- **Tareas**:
1) Según el texto sobre Costa i Llobera, ¿en qué lugar y en qué año nació el poeta?
2) Prosigue el texto sobre Costa i Llobera con lo que vendría después de su última frase.

- **Texto para leer**:

◆ ◆ ◆

A tomar el aire ¡Qué pequeño gran lujo!
A tomar el aire ¡Qué pequeño gran lujo!
Árbol, mi corazón te
envidia. Sobre la tierra impura,
como una prenda santa
me llevaré tu recuerdo.
Luchar constantemente y
vencer, reinar sobre la altura
y alimentarse y vivir
de cielo y de luz pura…
¡oh vida! ¡oh noble
suerte!
¡Adelante alma fuerte!
Traspasa la niebla
y arraiga en la altura
como el árbol del peñasco.
Verás caer a tus pies
la mar airada del mundo,
y tus canciones
tranquilas irán con el viento
como el pájaro de la
tormenta. (Costa i Llobera)
Acabo
de leer una serie de poemas, he ahí la muestra, del poeta y sacerdote mallorquín,
quizás no muy conocido, Costa i Llobera, (Pollensa, Mallorca; 1854 – Palma de
Mallorca; 1922). Me han inspirado, me he puesto a escribir al mismo tiempo que me
está apeteciendo salir a pasear por la espesura para sentir y vivir aquella
frase que Hipócrates dejó escrita: “para hacer un buen diagnóstico de un
paciente, antes de mirar el cuerpo, hay que mirar dónde vive”. Ciertamente los
versos del poeta han sido una saludable y evocadora invitación pacífica de echarme
al monte. Aunque este año, debido a la “pertinaz”, cada paso gime como un
chasquido.

◆ ◆ ◆

- **Datos mostrados**:
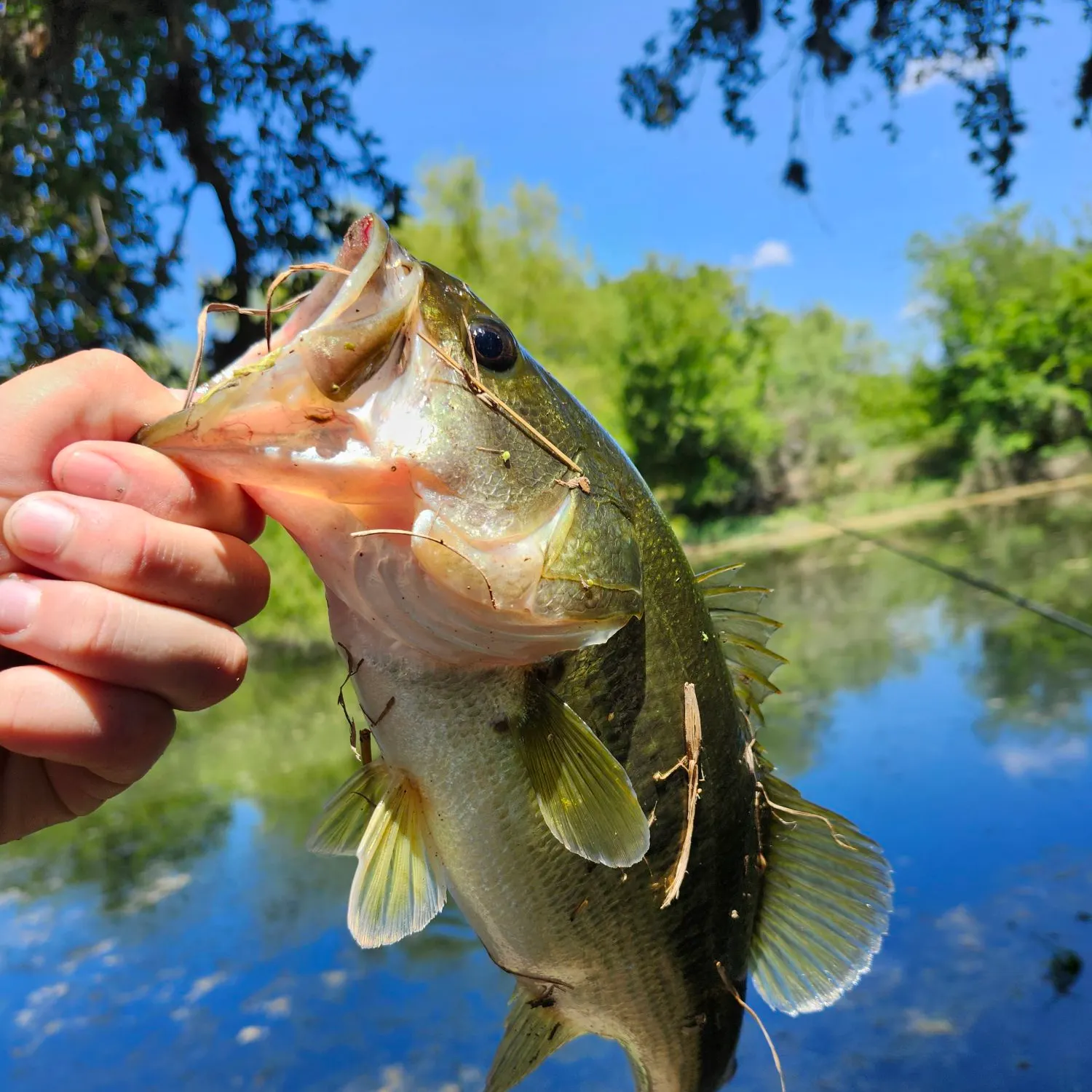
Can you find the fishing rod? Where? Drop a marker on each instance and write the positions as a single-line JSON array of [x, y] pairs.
[[1051, 614]]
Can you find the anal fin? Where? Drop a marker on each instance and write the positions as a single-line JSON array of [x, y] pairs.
[[533, 1031], [826, 903]]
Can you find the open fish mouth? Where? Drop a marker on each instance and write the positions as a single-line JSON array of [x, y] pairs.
[[297, 401]]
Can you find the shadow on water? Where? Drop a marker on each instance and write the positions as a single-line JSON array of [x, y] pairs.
[[183, 938]]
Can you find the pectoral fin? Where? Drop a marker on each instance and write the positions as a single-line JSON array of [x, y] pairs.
[[344, 819], [532, 1033], [583, 793], [400, 884], [826, 902]]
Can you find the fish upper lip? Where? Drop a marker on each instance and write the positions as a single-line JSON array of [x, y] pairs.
[[305, 369]]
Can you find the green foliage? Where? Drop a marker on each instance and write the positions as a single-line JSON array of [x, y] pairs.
[[732, 408], [1015, 316], [100, 103], [695, 363]]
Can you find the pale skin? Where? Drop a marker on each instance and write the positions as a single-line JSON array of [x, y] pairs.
[[122, 580]]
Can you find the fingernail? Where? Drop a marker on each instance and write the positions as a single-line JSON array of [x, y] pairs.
[[17, 603], [41, 526], [90, 474]]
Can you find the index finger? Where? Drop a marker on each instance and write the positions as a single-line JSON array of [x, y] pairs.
[[148, 480]]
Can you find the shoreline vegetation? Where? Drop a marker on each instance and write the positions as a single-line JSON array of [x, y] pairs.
[[760, 430], [803, 531]]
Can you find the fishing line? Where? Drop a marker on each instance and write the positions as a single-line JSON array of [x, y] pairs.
[[1044, 611]]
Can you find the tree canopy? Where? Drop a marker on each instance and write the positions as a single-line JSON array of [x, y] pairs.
[[104, 106], [971, 43]]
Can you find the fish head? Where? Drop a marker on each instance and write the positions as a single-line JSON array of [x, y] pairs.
[[439, 480]]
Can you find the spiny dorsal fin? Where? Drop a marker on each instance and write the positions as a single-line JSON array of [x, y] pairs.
[[743, 633], [532, 1033], [583, 793], [826, 903], [345, 815], [400, 885]]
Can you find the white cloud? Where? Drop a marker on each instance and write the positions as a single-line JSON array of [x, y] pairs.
[[1050, 757], [927, 72], [769, 253]]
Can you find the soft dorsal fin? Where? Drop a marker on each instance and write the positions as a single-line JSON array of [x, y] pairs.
[[743, 633], [826, 903], [533, 1031], [345, 815], [583, 793], [400, 884]]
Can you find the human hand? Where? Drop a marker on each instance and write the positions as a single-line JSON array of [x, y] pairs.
[[122, 576]]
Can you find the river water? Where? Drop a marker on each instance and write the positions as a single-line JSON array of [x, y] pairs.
[[183, 938]]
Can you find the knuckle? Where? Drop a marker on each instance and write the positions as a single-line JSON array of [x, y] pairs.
[[224, 668], [98, 624], [253, 589]]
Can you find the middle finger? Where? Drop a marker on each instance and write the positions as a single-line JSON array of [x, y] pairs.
[[126, 550], [190, 661]]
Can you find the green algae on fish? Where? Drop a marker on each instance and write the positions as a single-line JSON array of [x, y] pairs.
[[568, 743]]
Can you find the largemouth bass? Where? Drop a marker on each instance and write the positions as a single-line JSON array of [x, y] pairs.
[[565, 712]]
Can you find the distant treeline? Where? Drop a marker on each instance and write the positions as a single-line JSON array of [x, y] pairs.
[[732, 408]]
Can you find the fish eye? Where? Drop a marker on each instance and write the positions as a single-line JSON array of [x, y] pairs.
[[493, 344]]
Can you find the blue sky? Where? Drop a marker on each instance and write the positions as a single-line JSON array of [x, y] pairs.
[[532, 92]]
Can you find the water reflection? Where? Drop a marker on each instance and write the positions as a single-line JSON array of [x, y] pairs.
[[183, 938]]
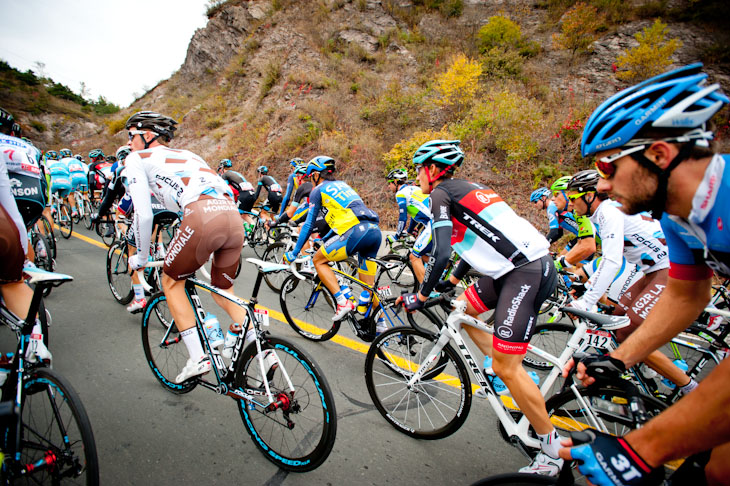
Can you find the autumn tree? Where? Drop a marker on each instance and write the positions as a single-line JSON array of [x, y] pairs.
[[652, 56], [578, 28]]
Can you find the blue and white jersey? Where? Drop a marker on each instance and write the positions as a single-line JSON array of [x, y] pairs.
[[701, 242]]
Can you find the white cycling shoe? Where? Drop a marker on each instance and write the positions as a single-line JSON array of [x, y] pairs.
[[194, 369], [544, 465]]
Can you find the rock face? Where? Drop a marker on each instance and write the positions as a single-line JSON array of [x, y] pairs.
[[213, 46]]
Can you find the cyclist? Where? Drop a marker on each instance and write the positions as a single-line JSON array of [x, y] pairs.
[[300, 202], [292, 183], [652, 147], [272, 188], [518, 276], [355, 224], [96, 158], [559, 218], [17, 156], [637, 238], [414, 203], [185, 184], [242, 190]]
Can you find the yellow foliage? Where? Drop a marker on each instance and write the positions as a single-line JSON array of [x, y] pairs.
[[458, 86], [652, 56], [401, 155]]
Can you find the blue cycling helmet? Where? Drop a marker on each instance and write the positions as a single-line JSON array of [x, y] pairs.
[[445, 152], [676, 99], [539, 194], [320, 163]]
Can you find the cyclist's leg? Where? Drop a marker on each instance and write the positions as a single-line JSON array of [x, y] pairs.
[[637, 302], [419, 253]]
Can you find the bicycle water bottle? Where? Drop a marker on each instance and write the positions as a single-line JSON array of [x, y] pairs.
[[234, 330], [213, 331], [682, 365], [363, 301]]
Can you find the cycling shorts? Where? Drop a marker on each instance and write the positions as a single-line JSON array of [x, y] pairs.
[[11, 250], [362, 240], [246, 201], [424, 243], [209, 226], [640, 299], [516, 299], [61, 185]]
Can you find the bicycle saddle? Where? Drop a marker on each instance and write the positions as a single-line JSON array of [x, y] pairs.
[[601, 320]]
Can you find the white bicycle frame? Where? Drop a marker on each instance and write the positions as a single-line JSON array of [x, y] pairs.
[[452, 331]]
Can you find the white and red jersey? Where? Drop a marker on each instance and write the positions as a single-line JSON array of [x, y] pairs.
[[175, 177]]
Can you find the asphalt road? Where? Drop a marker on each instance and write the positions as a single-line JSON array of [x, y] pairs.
[[146, 435]]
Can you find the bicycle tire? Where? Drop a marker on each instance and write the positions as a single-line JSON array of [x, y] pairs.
[[54, 421], [299, 301], [274, 253], [299, 435], [446, 381], [401, 277], [608, 403], [117, 273], [516, 479], [64, 221], [87, 215], [165, 352]]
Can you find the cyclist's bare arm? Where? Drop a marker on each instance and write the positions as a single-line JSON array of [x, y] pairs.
[[582, 250]]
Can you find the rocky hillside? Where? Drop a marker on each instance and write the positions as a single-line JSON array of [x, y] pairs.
[[268, 80]]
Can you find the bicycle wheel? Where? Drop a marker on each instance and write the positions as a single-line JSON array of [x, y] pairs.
[[275, 253], [64, 221], [608, 404], [50, 236], [55, 427], [87, 214], [308, 304], [435, 406], [516, 479], [163, 347], [398, 274], [117, 273], [298, 431]]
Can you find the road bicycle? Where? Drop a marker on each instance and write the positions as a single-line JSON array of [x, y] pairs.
[[61, 216], [308, 304], [419, 383], [45, 432], [287, 407]]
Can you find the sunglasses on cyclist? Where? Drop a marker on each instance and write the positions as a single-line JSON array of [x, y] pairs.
[[133, 133], [605, 165], [573, 197]]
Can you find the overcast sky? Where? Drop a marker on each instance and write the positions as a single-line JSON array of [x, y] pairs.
[[117, 47]]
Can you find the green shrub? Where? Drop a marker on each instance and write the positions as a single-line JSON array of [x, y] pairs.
[[652, 56]]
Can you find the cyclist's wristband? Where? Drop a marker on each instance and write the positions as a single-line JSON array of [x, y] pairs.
[[611, 461]]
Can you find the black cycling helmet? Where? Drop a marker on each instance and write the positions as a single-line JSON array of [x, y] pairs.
[[6, 121], [584, 181], [399, 176], [162, 125]]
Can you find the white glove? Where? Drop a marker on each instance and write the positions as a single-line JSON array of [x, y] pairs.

◆ ◆ ◆

- **Resultados**:
1) En Pollensa, Mallorca, en 1854.

2)
Mi
deseada ensoñación ha sido cumplida y la ruta está transcurriendo por ese pueblito
en el que la mayor parte de sus pocos moradores no están ya ni para acercarse
al monte ni para ir repartiendo abrazos a los árboles. Mi caminata está marcada
por encinares, pinares y por esos inmensos robledales: el robur “roble” de los
latinos que nos legó el envidiable adjetivo “robusto” al que nuestros venerables
ancianos hoy, a las puertas del invierno, ya no le piden fuerza, sino calor. Y
es una lástima. ¡Y qué poder calorífico tiene esa leña! ¡Lo que calienta y las
veces que calienta…! Recuerdo a los mayores de mi pueblecito y hasta los veo ir
al monte con hachas y tronzadores para seccionar las carrascas por los pies,
arrastrar lo cortado hasta ese punto que permita la llegada del carro, galera o
remolque, limpiar ramas, hacer la carga, descargarlos, trocearlos en al menos
dos tamaños, para la chimenea y para la cocina, colocarlos cual constructores
de perfectos y delineados muros y fantasear… ¡Oh, la corta de la leña! ¡Qué
recuerdos! Nunca olvidaré el sonido de las hachas invisibles en la dehesa,
aquella “música” del monte y el ¡ris ras!, ¡ris ras! de los tronzadores en el zaguán
de la casa los días de frío y nieve.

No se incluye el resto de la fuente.